▶ **Aim**
Filter the entries below and copy out every line that contains the word "wall".

▶ **Annotation dataset entries**
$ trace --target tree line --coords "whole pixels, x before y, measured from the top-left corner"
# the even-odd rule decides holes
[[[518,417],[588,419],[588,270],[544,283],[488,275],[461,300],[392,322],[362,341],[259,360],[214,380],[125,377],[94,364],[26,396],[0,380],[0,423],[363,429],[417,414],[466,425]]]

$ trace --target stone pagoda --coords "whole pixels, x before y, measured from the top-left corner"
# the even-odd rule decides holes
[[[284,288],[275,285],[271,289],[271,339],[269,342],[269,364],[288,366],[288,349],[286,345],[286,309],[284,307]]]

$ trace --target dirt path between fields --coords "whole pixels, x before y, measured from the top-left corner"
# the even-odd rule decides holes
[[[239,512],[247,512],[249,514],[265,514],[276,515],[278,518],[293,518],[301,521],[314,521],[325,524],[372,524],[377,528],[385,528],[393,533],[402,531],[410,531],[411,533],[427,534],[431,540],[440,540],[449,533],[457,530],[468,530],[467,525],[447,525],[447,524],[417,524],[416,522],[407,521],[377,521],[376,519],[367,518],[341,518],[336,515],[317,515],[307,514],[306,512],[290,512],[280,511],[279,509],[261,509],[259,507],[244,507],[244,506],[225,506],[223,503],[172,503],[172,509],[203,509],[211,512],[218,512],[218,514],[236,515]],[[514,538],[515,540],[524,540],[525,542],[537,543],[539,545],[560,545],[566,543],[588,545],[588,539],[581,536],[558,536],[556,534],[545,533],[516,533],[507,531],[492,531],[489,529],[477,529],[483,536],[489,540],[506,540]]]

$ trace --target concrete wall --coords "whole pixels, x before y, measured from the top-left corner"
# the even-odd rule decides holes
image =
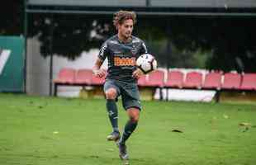
[[[83,52],[75,60],[55,55],[53,58],[53,78],[62,68],[92,68],[98,50]],[[107,60],[102,67],[107,68]],[[76,96],[79,87],[59,87],[60,96]],[[47,96],[50,93],[50,57],[44,58],[40,53],[40,42],[36,38],[27,40],[26,92],[29,95]]]

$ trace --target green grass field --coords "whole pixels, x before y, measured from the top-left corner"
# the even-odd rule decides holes
[[[256,164],[255,105],[142,103],[131,165]],[[1,165],[121,164],[111,131],[104,100],[0,94]]]

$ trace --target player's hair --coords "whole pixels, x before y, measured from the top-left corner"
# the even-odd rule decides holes
[[[113,24],[117,29],[117,26],[124,23],[126,20],[132,19],[133,24],[136,23],[136,14],[135,12],[119,11],[114,14]]]

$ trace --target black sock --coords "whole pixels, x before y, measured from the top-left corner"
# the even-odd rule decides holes
[[[131,120],[128,120],[124,132],[121,138],[121,144],[126,144],[126,141],[128,139],[128,138],[130,136],[130,134],[133,133],[133,131],[137,127],[138,122],[132,122]]]
[[[107,110],[108,112],[108,117],[111,123],[113,130],[119,132],[118,130],[118,111],[116,101],[112,99],[107,99]]]

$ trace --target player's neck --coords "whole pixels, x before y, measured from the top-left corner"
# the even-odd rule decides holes
[[[123,43],[128,43],[131,40],[131,37],[125,37],[124,35],[121,35],[120,33],[117,34],[118,40]]]

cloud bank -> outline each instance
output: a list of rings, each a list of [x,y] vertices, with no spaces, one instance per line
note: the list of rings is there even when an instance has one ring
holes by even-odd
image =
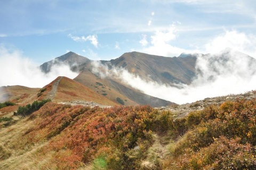
[[[52,68],[51,72],[44,74],[39,67],[17,50],[0,45],[0,86],[22,85],[29,87],[42,87],[58,76],[70,78],[78,73],[72,72],[68,66],[60,65]]]
[[[91,42],[91,44],[93,45],[97,48],[98,47],[98,45],[99,44],[99,42],[98,41],[98,37],[96,35],[90,35],[87,36],[87,37],[78,37],[74,36],[71,34],[69,34],[68,36],[72,38],[75,42],[84,42],[89,41]]]
[[[176,84],[175,87],[147,82],[122,68],[109,70],[98,62],[94,63],[93,71],[102,77],[118,78],[147,94],[178,104],[255,89],[256,62],[247,55],[227,48],[197,58],[197,77],[190,85]]]

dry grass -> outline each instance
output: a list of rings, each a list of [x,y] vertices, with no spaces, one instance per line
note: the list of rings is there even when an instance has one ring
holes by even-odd
[[[27,118],[0,128],[0,169],[47,169],[46,167],[51,167],[49,160],[54,152],[42,154],[47,142],[30,143],[29,137],[23,136],[33,123],[33,120]]]

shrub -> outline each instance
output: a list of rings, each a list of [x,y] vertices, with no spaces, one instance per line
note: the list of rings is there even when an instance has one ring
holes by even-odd
[[[15,105],[15,103],[11,102],[10,101],[5,102],[4,103],[0,103],[0,109],[3,108],[10,106],[14,106]]]
[[[124,102],[120,98],[117,98],[116,101],[121,104],[124,105]]]
[[[39,110],[45,103],[49,101],[51,101],[50,99],[43,100],[41,101],[35,101],[32,104],[28,104],[26,106],[19,106],[17,112],[14,112],[13,115],[19,117],[25,117]]]
[[[0,118],[0,122],[9,122],[13,120],[13,119],[11,117],[3,117]]]

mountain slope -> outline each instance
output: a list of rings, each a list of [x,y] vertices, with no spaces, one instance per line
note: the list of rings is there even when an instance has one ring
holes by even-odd
[[[29,88],[22,86],[0,87],[0,103],[10,101],[14,103],[27,103],[36,99],[38,88]]]
[[[67,64],[72,71],[79,71],[79,64],[89,61],[90,60],[87,58],[70,51],[52,60],[44,63],[39,66],[39,68],[43,72],[47,73],[51,71],[52,67],[54,65],[59,66]]]
[[[91,71],[91,67],[85,67],[74,80],[77,81],[105,98],[124,105],[149,104],[162,107],[173,103],[143,94],[119,80],[106,77],[101,78]]]
[[[164,57],[137,52],[126,53],[106,64],[122,67],[143,79],[170,84],[189,84],[195,76],[196,56]]]
[[[116,103],[97,94],[84,85],[66,77],[59,77],[42,89],[39,99],[50,99],[55,102],[85,101],[114,106]]]

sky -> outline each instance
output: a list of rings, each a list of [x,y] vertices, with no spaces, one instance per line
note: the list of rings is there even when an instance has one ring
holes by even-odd
[[[0,1],[0,86],[42,87],[59,76],[75,78],[67,66],[46,75],[38,68],[69,51],[92,60],[137,51],[213,54],[197,61],[203,76],[178,88],[116,68],[121,79],[147,94],[180,104],[255,90],[256,66],[243,54],[256,58],[253,0],[9,0]],[[212,70],[211,58],[224,49],[233,49],[228,67],[217,63]]]
[[[0,6],[0,45],[38,65],[69,51],[93,60],[226,47],[256,56],[252,0],[9,0]]]

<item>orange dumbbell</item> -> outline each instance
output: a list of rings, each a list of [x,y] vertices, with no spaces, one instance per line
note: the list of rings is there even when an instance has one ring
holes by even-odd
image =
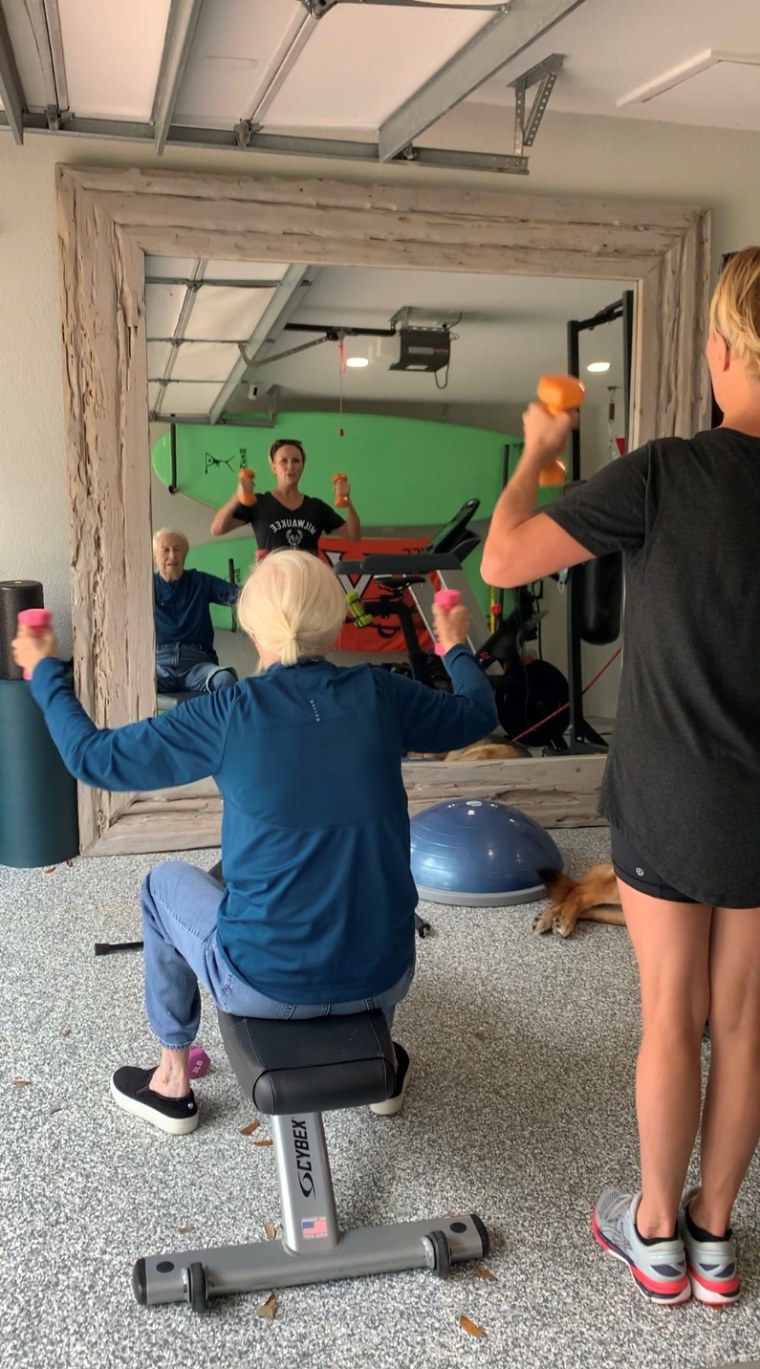
[[[238,497],[238,502],[240,504],[246,504],[248,508],[252,508],[252,505],[256,502],[256,496],[253,493],[253,476],[255,476],[255,474],[256,472],[252,471],[248,465],[241,467],[241,470],[237,472],[237,497]]]
[[[574,375],[542,375],[535,393],[549,413],[567,413],[568,409],[579,409],[586,397],[585,386]],[[564,461],[555,460],[544,467],[538,483],[564,485],[566,475]]]
[[[335,508],[345,509],[348,504],[348,494],[338,494],[338,481],[348,481],[348,475],[338,472],[333,476],[334,494],[335,494]]]

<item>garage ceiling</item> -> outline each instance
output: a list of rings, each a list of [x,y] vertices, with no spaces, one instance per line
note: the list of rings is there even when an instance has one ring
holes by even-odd
[[[593,318],[630,286],[186,257],[148,257],[145,271],[151,418],[196,423],[325,404],[429,408],[431,416],[453,405],[475,413],[524,404],[538,375],[567,368],[567,320]],[[405,309],[412,327],[449,326],[448,368],[394,371],[377,356],[353,368],[341,364],[335,337],[316,331],[346,330],[345,352],[372,357],[377,340],[362,329],[388,330]],[[622,386],[622,337],[619,322],[583,334],[590,402]],[[611,370],[590,375],[590,360],[609,360]]]
[[[760,129],[759,63],[756,0],[0,0],[0,126],[19,142],[62,131],[526,172],[549,100]],[[463,100],[509,107],[503,155],[440,145]]]

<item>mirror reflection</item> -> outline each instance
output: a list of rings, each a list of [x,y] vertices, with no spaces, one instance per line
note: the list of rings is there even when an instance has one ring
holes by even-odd
[[[346,594],[338,663],[440,686],[431,598],[457,589],[500,737],[531,754],[575,750],[575,717],[604,745],[615,568],[579,586],[568,612],[563,576],[490,590],[479,548],[540,376],[572,371],[586,389],[567,481],[626,450],[630,287],[147,257],[145,290],[159,709],[257,668],[237,590],[257,554],[300,546]],[[420,552],[451,564],[420,575]]]

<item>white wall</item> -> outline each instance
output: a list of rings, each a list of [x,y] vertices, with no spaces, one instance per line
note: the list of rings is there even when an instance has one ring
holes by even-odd
[[[494,151],[508,146],[508,112],[466,105],[427,141]],[[0,579],[40,579],[70,648],[70,559],[64,485],[60,314],[53,172],[59,162],[147,166],[130,144],[29,134],[18,148],[0,134]],[[173,149],[164,168],[238,175],[466,183],[511,193],[561,192],[683,200],[713,209],[713,252],[760,237],[760,134],[681,129],[622,119],[545,118],[523,178],[431,172],[246,153]]]

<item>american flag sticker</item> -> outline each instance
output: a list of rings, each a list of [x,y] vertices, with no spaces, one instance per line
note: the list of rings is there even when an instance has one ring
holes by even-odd
[[[326,1236],[327,1235],[327,1218],[326,1217],[307,1217],[301,1221],[301,1235],[303,1236]]]

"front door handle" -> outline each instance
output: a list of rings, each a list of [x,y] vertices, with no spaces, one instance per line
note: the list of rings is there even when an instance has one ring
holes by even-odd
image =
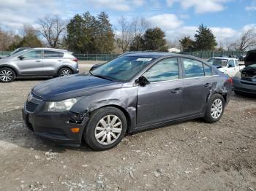
[[[172,93],[180,93],[182,91],[182,87],[177,87],[175,88],[173,90],[171,90],[170,92]]]
[[[210,83],[206,83],[204,85],[206,87],[209,87],[211,86],[211,84]]]

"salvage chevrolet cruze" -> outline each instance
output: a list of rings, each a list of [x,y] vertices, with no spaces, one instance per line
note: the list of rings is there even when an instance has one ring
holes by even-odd
[[[218,121],[231,88],[232,79],[199,58],[132,53],[35,86],[23,116],[37,136],[104,150],[126,133],[197,117]]]

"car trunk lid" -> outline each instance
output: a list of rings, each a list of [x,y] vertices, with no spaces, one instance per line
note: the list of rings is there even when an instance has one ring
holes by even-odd
[[[247,52],[244,65],[245,68],[241,73],[242,79],[256,82],[256,50]]]

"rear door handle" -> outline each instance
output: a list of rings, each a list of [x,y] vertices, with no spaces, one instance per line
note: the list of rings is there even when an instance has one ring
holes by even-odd
[[[172,93],[180,93],[182,91],[182,87],[177,87],[175,88],[173,90],[171,90],[170,92]]]
[[[211,84],[210,83],[206,83],[204,85],[206,87],[209,87],[211,86]]]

▶ **Response to the task**
$ trace --target concrete wall --coords "whole pixels, x before y, measured from the top-left corner"
<item>white wall</item> -> outline each instance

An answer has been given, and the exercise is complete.